**SET TASKS**:
1. Transcribe the passage on thread synchronization, starting with "It means that" and going on through "memory without synchronization.".
2. Write the next part of the thread synchronization passage, picking up after its final sentence.

**SOURCE PASSAGE**:
+++++

Would anything happen that shouldn't?
It depends in part on the type of the variables. If the variable is, say, a string (long array of characters), then if the writer and the reader access it at the same time, it is completely undefined what the reader will see.
This is why mutexes and other coordinating mechanisms are provided by pthreads.
Does this mean that only that thread can read and write to it and no other?
Mutexes ensure that at most one thread that is using the mutex can have permission to proceed. All other threads using the same mutex will be held up until the first thread releases the mutex. Therefore, if the code is written properly, at any time, only one thread will be able to access the variable. If the code is not written properly, then:
one thread might access the variable without checking that it has permission to do so
one thread might acquire the mutex and never release it
one thread might destroy the mutex without notifying the other
None of these is desirable behaviour, but the mere existence of a mutex does not prevent any of these happening.
Nevertheless, your code could reasonably use a mutex carefully and then the access to the global variable would be properly controlled. While it has permission via the mutex, either thread could modify the variable, or just read the variable. Either will be safe from interference by the other thread.
Does this mean that only that thread can read and write to it and no other?
It means that only one thread can read or write to the global variable at a time.
The two threads will not race amongst themselves to access the global variable neither will they access it at the same time at any given point of time.
In short the access to the global variable is Synchronized.
First; In C/C++ unsynchronized read/write of variable does not generate any exceptions or system error, BUT it can generate application level errors -- mostly because you are unlikely to fully understand how the memory is accessed, and whether it is atomic unless you look at the generated assembler. A multi core CPU may likely create hard-to-debug race conditions when you access shared memory without synchronization.
Hence
Second; You should always use synchronization -- such as mutex locks -- when dealing with shared memory. A mutex lock is cheap; so it will not really impact performance if done right. Rule of thumb; keep the lcok for as short as possible, such as just for the duration of reading/incrementing/writing the shared memory.
However, from your description, it sounds like that one of your threads is doing nothing BUT waiting for the shared meory to change state before doing something -- that is a bad multi-threaded design which cost unnecessary CPU burn, so
Third; Look at using semaphores (sem_create/wait/post) for synchronization between your threads if you are trying to send a "message" from one thread to the other
As others already said, when communicating between threads through "normal" objects you have to take care of race conditions. Besides mutexes and other lock structures that are relatively heavy weight, the new C standard (C11) provides atomic types and operations that are guaranteed to be race-free. Most modern processors provide instructions for such types and many modern compilers (in particular gcc on linux) already provide their proper interfaces for such operations.

+++++

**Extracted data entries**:
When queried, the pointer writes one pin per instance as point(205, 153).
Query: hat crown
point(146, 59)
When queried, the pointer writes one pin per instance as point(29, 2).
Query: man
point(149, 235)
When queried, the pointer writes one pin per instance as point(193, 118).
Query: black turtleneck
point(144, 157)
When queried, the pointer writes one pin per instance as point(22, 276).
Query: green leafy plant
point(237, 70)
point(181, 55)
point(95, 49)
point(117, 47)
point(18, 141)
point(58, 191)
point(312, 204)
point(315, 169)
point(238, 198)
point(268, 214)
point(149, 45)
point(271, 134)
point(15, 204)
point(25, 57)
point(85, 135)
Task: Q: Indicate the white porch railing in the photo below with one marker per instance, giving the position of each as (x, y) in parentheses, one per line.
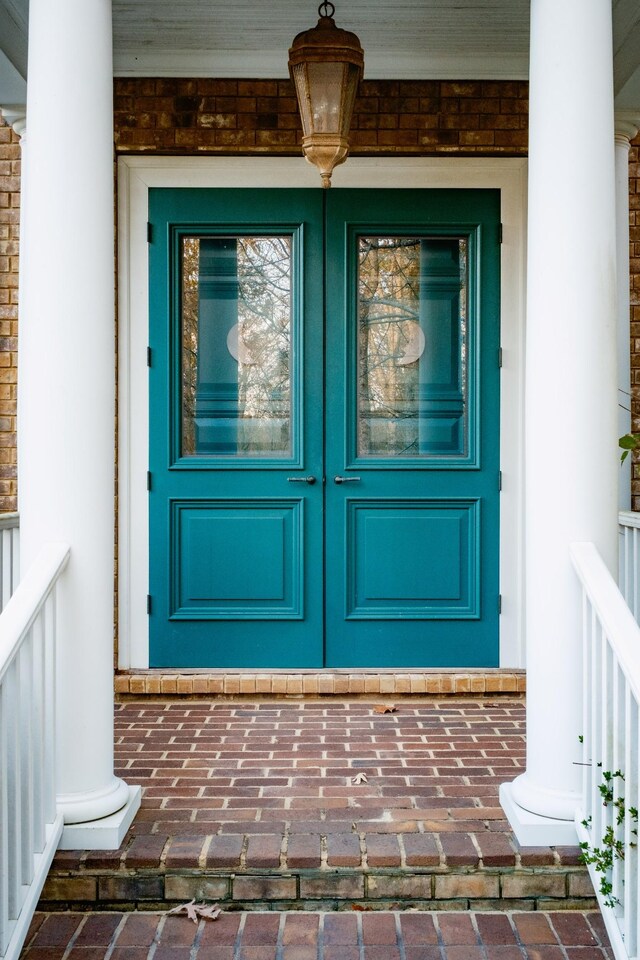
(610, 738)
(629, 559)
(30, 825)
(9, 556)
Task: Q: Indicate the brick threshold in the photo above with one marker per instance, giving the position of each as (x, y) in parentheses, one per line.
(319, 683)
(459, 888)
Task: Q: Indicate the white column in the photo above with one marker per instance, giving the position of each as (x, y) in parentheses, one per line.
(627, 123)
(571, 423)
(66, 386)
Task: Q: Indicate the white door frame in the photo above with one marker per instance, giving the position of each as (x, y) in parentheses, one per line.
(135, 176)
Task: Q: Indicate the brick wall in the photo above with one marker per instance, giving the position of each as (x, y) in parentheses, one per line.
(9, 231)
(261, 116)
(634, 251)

+++++

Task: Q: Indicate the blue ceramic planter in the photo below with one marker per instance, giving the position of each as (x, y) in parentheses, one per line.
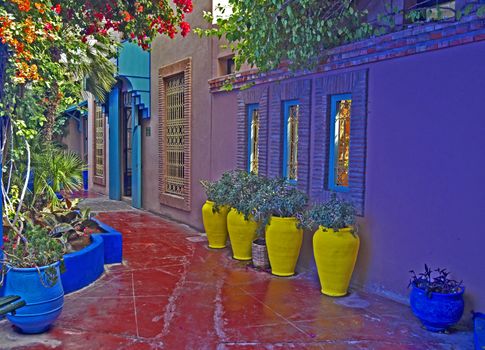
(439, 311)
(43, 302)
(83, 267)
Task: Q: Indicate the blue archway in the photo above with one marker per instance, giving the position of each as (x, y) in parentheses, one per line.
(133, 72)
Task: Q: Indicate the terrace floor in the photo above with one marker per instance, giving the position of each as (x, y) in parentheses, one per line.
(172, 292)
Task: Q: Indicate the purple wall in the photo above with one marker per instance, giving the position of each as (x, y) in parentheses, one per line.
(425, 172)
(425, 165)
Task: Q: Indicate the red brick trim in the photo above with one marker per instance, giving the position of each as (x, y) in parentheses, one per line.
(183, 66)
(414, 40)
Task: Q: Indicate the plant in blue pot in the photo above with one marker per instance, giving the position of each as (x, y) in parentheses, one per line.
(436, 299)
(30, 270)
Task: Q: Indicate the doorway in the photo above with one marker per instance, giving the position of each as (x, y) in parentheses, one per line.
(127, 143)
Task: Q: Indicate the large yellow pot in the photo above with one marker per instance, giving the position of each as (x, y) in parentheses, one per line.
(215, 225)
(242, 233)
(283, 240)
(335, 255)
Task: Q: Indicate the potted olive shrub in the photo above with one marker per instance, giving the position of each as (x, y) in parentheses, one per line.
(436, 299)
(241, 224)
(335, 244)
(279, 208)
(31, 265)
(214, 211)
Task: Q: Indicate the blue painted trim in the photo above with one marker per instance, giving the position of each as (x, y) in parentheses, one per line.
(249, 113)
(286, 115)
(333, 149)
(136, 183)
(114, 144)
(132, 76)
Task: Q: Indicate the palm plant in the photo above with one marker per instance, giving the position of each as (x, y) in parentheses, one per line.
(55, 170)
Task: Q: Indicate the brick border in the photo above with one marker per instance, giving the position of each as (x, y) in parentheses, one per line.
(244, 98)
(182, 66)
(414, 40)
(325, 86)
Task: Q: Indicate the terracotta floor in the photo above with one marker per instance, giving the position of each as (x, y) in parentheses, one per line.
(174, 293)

+++++

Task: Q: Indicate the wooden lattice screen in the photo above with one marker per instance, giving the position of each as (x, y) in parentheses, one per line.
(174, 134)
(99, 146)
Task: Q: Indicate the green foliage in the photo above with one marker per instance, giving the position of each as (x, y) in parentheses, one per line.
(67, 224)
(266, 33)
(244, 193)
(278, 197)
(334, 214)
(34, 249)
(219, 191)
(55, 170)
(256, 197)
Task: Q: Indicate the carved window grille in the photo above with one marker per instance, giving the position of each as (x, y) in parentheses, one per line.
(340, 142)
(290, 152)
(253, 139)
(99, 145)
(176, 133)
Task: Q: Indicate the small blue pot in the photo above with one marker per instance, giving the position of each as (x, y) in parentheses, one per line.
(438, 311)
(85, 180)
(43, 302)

+++++

**ANSWERS TO THE PROBLEMS**:
1.
It means that only one thread can read or write to the global variable at a time.
The two threads will not race amongst themselves to access the global variable neither will they access it at the same time at any given point of time.
In short the access to the global variable is Synchronized.
First; In C/C++ unsynchronized read/write of variable does not generate any exceptions or system error, BUT it can generate application level errors -- mostly because you are unlikely to fully understand how the memory is accessed, and whether it is atomic unless you look at the generated assembler. A multi core CPU may likely create hard-to-debug race conditions when you access shared memory without synchronization.

2.
If the threads truly are only one producer and only one consumer, then (barring compiler bugs) then
1) marking the variable as volatile, and
2) making sure that it is correctly aligned, so as to avoid interleaved fetches and stores
will allow you to do this without locking.
Related
I have a question on the interplay between condition variables and associated mutex locks (it arose from a simplified example I was presenting in a lecture, confusing myself in the process). Two threads are exchanging data (lets say an int n indicating an array size, and a double *d which points to the array) via shared variables in the memory of their process. I use an additional int flag (initially flag = 0) to indicate when the data (n and d) is ready (flag = 1), a pthread_mutex_t mtx, and a condition variable pthread_cond_t cnd.
This part is from the receiver thread which waits until flag becomes 1 under the protection of the mutex lock, but afterward processes n and d without protection:
while (1) {
pthread_mutex_lock(&mtx);
while (!flag) {
pthread_cond_wait(&cnd, &mtx);
}
pthread_mutex_unlock(&mtx);
// use n and d
}
This part is from the sender thread which sets n and d beforehand without protection by the mutex lock, but sets flag while the mutex is locked:
n = 10;
d = malloc(n * sizeof(float));
pthread_mutex_lock(&mtx);
flag = 1;
pthread_cond_signal(&cnd);
pthread_mutex_unlock(&mtx);
It is clear that you need the mutex in the sender since otherwise you have a "lost wakeup call" problem (see https://stackoverflow.com/a/4544494/3852630).
My question is different: I'm not sure which variables have to be set (in the sender thread) or read out (in the receiver thread) inside the region protected by the mutex lock, and which variables don't need to be protected by the mutex lock. Is it sufficient to protect flag on both sides, or do n and d also need protection?
Memory visiblity (see the rule below) between sender and receiver should be guaranteed by the call to pthread_cond_signal(), so the necessary pairwise memory barriers should be there (in combination with pthread_cond_wait()).
I'm aware that this is an unusual case. Typically my applications modify a task list in the sender and pop tasks from the list in the receiver, and the associated mutex lock protects of the list operations on both sides. However I'm not sure what would be necessary in the case above. Could the danger be that the compiler (which is not aware of the concurrent access to variables) optimizes away the write and/or read access to the variables? Are there other problems if n and d are not protected by the mutex?
Thanks for your help!
David R. Butenhof: Programming with POSIX Threads, p.89: "Whatever memory values a thread can see when is signals ... a condition variable can also be seen by any thread that is awakened by that signal ...".
At the low level of memory ordering, the rules aren't specified in terms of "the region protected by a mutex", but in terms of synchronization. Whenever two different threads access the same non-atomic object, then unless they are both reads, there must be a synchronization operation in between, to ensure that one of the accesses definitely happens before the other.
The way to achieve synchronization is to have one thread perform a release operation (such as unlocking a mutex) after accessing the shared variables, and have the other thread perform an acquire operation (such as locking a mutex) before accessing them, in such a way that program logic guarantees the acquire must have happened after the release.
And here, you have that. The sender thread does perform a mutex unlock after accessing n and d (last line of the sender code). And the receiver does perform a mutex lock before accessing them (inside pthread_cond_wait). The setting and testing of flag ensures that, when we exit the while (!flag) loop, the most recent lock of the mutex by the receiver did happen after the unlock by the sender. So synchronization is achieved.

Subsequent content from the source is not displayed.